[START OF Text section]
LOL charsets

¶ January 30, 2013 by Rob Friesel

Or: an almost certainly incomplete but hopefully accurate enough (and succinct) front-end developer’s guide to charsets and character encoding.

Before we begin, I will summarize the problem with the following picture:

Do you see those funny diamonds with the question marks in them? That’s about the size of the problem, right there. ¹ You have some text for your French-speaking customers, but without the right instructions the computers between you and your customers are too stupid to know that some series of numbers are going to need to display as a ç and not as… something unattractive.

Now, before we get in to any of the details, here’s the spoiler alert for the rest of this post: Just pay attention to the charset(s) that you use — those are the “rules” for how your computer (and every other computer) is going to convert “the numbers” into “the letters”. Remember to be explicit about which charset to use (the whole way down the line!) and hopefully you can save yourself a little embarrassment and frustration.

I won’t pretend to be an expert on the subject. Smarter people than I have written more extensively about this; perhaps the canonical post on the matter of charsets and encoding turns 10 years old this year: Joel Spolsky’s seminal “The Absolute Minimum Every Software Developer Absolutely, Positively Must Know About Unicode and Character Sets (No Excuses!)”. ² ³ I do not endeavor to re-hash Spolsky’s post, ⁴ but what I do hope to deliver here is a kind of checklist — a field guide for front-end developers re what to look at while developing (or debugging) your application and the perils of internationalized text.

We’ll start in the back and work our way to the front.

A crash course in charsets.

Before we dive in to the field guide, let’s set up a libretto for what we mean when we talk about “charsets”. Imagine trying to explain how “text works on computers” to your grandparents or to your recluse cousin that lives in deepest rural North Dakota. The explanation might sound something like this:

The computer has a series of binary digits (0s and 1s ⁵) that
get converted into hexadecimal digits (0-9 plus a-f)
which are in blocks of four (or eight (or two (or…?)))
which are translated to a code point (like coordinates on a map)
that tell the computer which letter to use when it sees that number.

And this is to say nothing at all of the other manipulations that any renderers may perform on the letter w/r/t/ typeface, size, weight, embellishments, color, etc. Everybody understand “plain text” now? Good. Let’s start ~~debugging~~ examining our system!

What’s on disk?

First: what is the character encoding on the disk? By “on disk” I mean the literal storage media: hard disks, databases, properties files, etc. Any place where your text is going to be persisted in such a way that it will survive a loss of power. What instructions did that application receive w/r/t/ persisting your text? In my experience, most modern applications default to UTF-8; also (fortunately?) in my experience, most modern applications are pretty smart about automatically detecting the encoding, and using that when performing their “save” operations.

What’s going over the network?

Second: what charset are you telling your application to use when sending the bits over the wire? This one is especially important and I’ll explain why in a little bit. Of particular interest to you is going to be the Content-Type header in the HTTP response. (If you don’t know how to find/inspect these headers, may I suggest familiarizing yourself with Firebug’s Network tab and/or the Network panel in Chrome Dev Tools. ⁶) You should see something like this in the response headers:

Content-Type: text/html; charset=UTF-8

…although the charset piece may be missing, depending on your server and/or the web app serving your content.
[END OF Text section]
▶ _What is asked_
(1) Retype the post on charsets from "And this is" up to and including "What’s on disk?".
(2) In the post on charsets, which HTTP response header does the author single out as being of particular interest?
(3) Proceed with the post on charsets and character encoding from the point where it stops.
The material is not needed for any task.
[START OF Data entries]
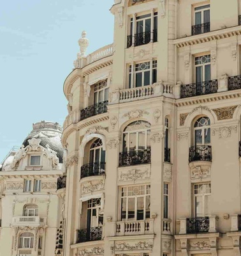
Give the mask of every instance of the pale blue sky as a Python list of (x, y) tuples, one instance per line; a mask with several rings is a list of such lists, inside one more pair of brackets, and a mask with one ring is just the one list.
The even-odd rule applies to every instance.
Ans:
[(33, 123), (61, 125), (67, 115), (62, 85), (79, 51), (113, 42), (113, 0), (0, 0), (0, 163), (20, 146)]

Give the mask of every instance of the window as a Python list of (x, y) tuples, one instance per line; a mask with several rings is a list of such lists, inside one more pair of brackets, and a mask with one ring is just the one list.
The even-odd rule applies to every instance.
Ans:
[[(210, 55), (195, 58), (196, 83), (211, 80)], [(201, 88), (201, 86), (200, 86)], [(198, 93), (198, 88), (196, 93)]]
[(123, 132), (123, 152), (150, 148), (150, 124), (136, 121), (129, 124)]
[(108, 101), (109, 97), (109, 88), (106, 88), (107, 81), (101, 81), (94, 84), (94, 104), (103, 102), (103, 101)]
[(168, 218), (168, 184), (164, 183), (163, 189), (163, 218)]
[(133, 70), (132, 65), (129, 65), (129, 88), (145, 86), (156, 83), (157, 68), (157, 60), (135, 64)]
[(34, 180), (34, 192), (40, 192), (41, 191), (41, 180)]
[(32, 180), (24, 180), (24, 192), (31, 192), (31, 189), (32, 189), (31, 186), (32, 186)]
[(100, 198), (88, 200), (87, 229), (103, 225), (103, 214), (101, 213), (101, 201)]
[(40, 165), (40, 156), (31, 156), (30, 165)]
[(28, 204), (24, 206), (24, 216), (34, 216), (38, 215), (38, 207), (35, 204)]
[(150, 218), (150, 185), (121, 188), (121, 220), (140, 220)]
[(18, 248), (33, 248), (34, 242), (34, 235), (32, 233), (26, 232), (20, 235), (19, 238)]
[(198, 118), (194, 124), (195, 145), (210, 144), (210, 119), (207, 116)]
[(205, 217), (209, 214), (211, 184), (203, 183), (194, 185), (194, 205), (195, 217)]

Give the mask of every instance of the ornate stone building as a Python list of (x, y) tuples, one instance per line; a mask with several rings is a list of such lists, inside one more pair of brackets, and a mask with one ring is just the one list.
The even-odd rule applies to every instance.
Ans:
[END OF Data entries]
[START OF Data entries]
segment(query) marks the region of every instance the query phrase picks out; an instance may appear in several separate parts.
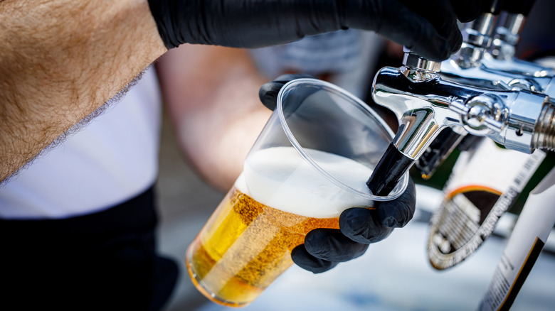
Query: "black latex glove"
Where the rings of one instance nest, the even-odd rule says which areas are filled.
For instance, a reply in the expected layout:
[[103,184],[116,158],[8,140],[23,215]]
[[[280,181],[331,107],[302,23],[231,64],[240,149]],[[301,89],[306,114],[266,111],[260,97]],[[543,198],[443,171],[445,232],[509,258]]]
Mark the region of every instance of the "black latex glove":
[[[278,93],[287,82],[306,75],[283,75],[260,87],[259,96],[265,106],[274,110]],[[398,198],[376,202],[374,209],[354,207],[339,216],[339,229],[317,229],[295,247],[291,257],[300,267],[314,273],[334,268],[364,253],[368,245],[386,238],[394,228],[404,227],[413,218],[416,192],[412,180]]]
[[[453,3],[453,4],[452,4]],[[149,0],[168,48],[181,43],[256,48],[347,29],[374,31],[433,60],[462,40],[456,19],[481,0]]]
[END OF Data entries]
[START OF Data entries]
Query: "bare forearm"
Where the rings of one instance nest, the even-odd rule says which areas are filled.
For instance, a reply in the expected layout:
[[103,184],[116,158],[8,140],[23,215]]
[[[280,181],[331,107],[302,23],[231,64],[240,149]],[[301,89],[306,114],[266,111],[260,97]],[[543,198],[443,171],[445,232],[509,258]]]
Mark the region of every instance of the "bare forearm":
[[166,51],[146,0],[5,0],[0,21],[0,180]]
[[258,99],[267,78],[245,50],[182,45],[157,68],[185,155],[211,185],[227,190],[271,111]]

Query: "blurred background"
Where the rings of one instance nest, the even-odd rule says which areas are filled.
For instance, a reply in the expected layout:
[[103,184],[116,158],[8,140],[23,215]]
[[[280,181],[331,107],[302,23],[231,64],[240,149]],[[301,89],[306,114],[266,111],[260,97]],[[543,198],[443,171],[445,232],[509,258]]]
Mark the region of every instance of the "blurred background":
[END OF Data entries]
▶ _The answers_
(1)
And this is to say nothing at all of the other manipulations that any renderers may perform on the letter w/r/t/ typeface, size, weight, embellishments, color, etc. Everybody understand “plain text” now? Good. Let’s start ~~debugging~~ examining our system!

What’s on disk?

(2) The Content-Type header.

(3)
Why did I say that this was especially important? Because the W3C spec says that the HTTP Content-Type header takes precedence; when the browser receives your resource, it needs to interpret the bits and bytes according to the charset specified in the HTTP header. If that header is there, no other specified charsets matter.

What does your resource say?

If the Content-Type header is missing the charset declaration, then the client has two options left to sort out how to convert “the numbers” into “the letters”. The first one is an explicit pragma in the resource that you sent. What encoding are you telling the browser to use? If you know that your server is not specifying a charset, or if you are otherwise unsure, you can make the suggestion right there in your HTML document:


<meta http-equiv="Content-Type" content="text/html; charset=UTF-8">


<meta charset="UTF-8">

Look familiar?

In the “HTML4 way” example: The http-equiv attribute is telling the document which HTTP header it is standing in for; the content attribute specifies the value (in this case text/html; charset=UTF-8). In the “HTML5 way” the meta tag is much simpler: we simply specify the charset and move on.

Again: in both cases, the meta tag amounts to little more than a suggestions. Remember: the HTTP Content-Type header takes precedence over anything you might declare in the document itself.

What does your browser/client think?

Lastly: if your client (e.g., the web browser) is given no instructions (i.e., no Content-Type header, and no meta equivalent), then it will try to sort out the encoding on its own. This quickly gets… complicated. In my experience, most browsers do a pretty good job of figuring out which charset to use when they’re in “Auto Detect” mode. ⁷ But… Did you leave it in “Auto Detect”? Or did you override that setting at some point and forget to put it back?

To make matters more complicated: a page delivered with no charset specified in the Content-Type header and no meta equivalent might work perfectly fine “on its own” but then get misinterpreted when it is delivered into an iframe that is embedded in a parent document that has a conflicting charset. For example: if you have a “top level” page that is explicitly using UTF-8 (e.g., from its Content-Type header) and it frames in another page that is only implicitly encoded as ISO-8859-1 (e.g., it is that way “on disk” but is missing the charset declaration from both the Content-Type and has no meta equivalent), most browsers will look up to the “top level” parent page and use that encoding on the “child” page.

But you as a front-end developer don’t have any control over your customer’s machines (or your customer’s customer’s machines…) — and so why even bring this up? Partly as a caution, and partly to provide a more complete picture on the subject.

What else do you need to consider?

The short answer? You should consider everything that might touch your characters. Seriously. Anything that might touch your characters should be examined to ensure that it’s respecting the charset that you’re setting. An incomplete list of seemingly innocuous tools and processes that could wreck havoc on your numbers-to-letters conversions:

Converters. Example: let’s say you keep your text in a properties file and then build JSON bundles for your front-end text. How are your strings getting converted? Does your converter know which charset to use when reading the properties files? And what charset does it use when it writes the bits back out?
Templates. Maybe this overlaps with the “Converters” bullet above but… What about your web app’s templates? Sure, the template’s source is UTF-8 on disk, but does the template engine know that it needs to be UTF-8 when the processing is finished?
Filters and instrumentation. Do you have any filters or instrumentation code that’s intercepting your HTTP responses? What’s it doing? Is it rewriting the character encoding in the output stream? And even if it leaves the payload alone… what about the charset declaration in the Content-Type header?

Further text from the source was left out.